Begin with the line containing "task | indicate the whitewashed" and copy each line exactly through the last line of the entries, inclusive.

[Extracted records]
++++
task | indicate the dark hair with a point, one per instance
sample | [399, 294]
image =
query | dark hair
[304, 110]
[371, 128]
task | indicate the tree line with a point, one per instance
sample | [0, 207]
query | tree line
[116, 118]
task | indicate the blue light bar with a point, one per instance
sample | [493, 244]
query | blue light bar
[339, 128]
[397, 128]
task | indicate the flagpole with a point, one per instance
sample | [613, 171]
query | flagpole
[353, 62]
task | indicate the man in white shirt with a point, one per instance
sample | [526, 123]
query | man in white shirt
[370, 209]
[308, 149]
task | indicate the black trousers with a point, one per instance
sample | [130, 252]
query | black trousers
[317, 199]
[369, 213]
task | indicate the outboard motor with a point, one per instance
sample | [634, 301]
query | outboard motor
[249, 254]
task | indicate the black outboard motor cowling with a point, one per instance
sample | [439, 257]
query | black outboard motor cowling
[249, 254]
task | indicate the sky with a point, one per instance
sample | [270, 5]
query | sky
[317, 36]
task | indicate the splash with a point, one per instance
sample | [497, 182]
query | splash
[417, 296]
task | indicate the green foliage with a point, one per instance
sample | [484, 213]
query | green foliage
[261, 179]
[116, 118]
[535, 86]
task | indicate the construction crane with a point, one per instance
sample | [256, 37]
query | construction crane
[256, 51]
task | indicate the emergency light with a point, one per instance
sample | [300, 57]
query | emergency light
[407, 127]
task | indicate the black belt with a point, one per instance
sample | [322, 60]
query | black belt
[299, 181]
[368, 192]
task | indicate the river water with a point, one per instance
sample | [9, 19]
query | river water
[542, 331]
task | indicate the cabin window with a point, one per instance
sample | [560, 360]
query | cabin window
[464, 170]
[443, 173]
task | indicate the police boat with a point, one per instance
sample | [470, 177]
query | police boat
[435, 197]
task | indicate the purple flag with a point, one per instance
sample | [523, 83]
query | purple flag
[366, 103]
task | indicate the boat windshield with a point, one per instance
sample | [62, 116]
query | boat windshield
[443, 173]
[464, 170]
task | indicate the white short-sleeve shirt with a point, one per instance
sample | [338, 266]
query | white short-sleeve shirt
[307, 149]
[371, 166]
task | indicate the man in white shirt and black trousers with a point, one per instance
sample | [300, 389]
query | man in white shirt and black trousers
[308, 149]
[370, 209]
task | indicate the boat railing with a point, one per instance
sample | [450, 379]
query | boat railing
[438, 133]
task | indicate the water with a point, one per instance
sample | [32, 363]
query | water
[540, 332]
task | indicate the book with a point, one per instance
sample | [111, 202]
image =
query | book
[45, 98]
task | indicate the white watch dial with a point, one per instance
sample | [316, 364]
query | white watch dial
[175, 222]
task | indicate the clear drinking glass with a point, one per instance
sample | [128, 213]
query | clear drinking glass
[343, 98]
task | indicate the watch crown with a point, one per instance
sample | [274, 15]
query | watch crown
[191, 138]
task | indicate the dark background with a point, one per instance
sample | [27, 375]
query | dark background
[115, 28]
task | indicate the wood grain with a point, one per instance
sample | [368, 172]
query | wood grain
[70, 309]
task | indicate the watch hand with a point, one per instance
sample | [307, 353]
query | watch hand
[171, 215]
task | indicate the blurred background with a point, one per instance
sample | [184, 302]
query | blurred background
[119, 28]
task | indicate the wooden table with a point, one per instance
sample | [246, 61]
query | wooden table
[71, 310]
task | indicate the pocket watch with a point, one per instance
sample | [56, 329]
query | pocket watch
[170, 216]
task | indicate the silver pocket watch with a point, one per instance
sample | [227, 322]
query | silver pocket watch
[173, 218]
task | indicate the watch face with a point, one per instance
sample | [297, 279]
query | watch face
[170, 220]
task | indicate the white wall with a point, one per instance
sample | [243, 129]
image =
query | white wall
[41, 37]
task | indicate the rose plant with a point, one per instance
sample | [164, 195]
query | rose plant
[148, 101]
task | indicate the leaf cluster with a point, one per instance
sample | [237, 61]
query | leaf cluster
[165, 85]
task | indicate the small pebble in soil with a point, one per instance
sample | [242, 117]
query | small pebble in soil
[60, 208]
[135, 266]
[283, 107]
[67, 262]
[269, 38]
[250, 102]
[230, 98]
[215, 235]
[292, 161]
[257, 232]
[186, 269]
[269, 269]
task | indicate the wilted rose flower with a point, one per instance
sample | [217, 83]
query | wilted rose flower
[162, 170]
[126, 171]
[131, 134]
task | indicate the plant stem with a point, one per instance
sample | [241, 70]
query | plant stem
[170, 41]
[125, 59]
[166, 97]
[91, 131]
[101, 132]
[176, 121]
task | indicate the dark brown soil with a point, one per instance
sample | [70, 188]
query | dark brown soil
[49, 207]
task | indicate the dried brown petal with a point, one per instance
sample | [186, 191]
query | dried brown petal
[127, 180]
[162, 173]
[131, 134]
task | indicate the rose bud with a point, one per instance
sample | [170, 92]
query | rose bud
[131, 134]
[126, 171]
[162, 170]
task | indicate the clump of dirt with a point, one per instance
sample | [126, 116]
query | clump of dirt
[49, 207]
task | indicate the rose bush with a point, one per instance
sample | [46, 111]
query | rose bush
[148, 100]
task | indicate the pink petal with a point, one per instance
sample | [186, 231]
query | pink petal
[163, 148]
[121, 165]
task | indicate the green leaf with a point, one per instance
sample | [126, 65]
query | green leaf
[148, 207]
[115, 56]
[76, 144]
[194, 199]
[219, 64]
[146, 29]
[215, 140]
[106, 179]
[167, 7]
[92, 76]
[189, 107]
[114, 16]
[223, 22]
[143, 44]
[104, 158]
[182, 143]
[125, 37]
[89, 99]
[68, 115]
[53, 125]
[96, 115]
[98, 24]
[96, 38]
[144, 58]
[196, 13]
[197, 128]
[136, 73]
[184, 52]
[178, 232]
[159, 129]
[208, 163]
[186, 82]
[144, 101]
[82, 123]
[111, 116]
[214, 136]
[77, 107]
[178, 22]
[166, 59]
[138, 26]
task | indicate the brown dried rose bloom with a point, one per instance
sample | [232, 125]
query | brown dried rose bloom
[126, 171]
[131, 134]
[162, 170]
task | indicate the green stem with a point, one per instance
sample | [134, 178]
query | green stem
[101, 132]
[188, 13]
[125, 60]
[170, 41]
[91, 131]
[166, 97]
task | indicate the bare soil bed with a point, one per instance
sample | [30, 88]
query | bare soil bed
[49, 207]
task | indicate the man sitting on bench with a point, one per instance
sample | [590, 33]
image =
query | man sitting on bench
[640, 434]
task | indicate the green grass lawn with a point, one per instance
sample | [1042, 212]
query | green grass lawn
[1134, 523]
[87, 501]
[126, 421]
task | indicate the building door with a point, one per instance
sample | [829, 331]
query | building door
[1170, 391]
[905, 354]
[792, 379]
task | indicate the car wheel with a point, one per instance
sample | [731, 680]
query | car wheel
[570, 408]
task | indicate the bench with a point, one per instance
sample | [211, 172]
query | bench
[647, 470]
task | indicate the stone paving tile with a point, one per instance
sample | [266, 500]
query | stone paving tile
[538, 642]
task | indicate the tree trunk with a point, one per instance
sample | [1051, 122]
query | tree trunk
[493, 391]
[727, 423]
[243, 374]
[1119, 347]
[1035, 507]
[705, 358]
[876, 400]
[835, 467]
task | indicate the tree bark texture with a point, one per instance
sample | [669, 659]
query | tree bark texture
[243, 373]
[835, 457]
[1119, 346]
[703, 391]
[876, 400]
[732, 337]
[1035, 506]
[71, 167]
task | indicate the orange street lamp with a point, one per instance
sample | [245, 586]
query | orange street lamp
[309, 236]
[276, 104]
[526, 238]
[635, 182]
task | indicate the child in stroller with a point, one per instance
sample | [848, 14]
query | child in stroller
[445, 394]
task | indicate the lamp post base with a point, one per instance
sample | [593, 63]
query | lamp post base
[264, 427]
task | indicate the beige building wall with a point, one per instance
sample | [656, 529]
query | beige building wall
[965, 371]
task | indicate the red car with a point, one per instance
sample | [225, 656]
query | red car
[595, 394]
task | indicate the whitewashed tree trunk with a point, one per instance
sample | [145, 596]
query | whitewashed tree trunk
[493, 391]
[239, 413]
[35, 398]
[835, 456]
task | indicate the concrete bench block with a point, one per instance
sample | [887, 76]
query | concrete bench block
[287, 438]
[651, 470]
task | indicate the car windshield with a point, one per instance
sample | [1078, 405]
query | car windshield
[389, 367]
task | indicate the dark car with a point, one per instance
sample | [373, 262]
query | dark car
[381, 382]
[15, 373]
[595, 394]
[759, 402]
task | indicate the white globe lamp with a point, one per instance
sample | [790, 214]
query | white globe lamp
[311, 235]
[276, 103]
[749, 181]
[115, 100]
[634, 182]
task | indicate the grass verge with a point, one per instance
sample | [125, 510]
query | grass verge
++++
- [THE COMPLETED TASK]
task | indicate the whitewashed tree trunk with a point, one per instance
sample | [145, 596]
query | whitewashed tree trunk
[493, 391]
[239, 413]
[35, 398]
[835, 456]
task | indicate the concrete bench block with a point, one per instance
sample | [887, 76]
query | concrete bench block
[287, 438]
[651, 470]
task | indicate the car windshield with a point, one per instance
sample | [1078, 405]
query | car windshield
[389, 367]
task | indicate the dark car with a point, one per instance
sample | [373, 262]
query | dark car
[381, 382]
[15, 373]
[595, 394]
[759, 402]
task | indicate the white globe lamp with a point, one per instance
sample | [790, 214]
query | white globe lamp
[311, 235]
[276, 103]
[749, 181]
[115, 100]
[634, 182]
task | indicate the grass verge with a point, one per instance
sample | [125, 510]
query | grass verge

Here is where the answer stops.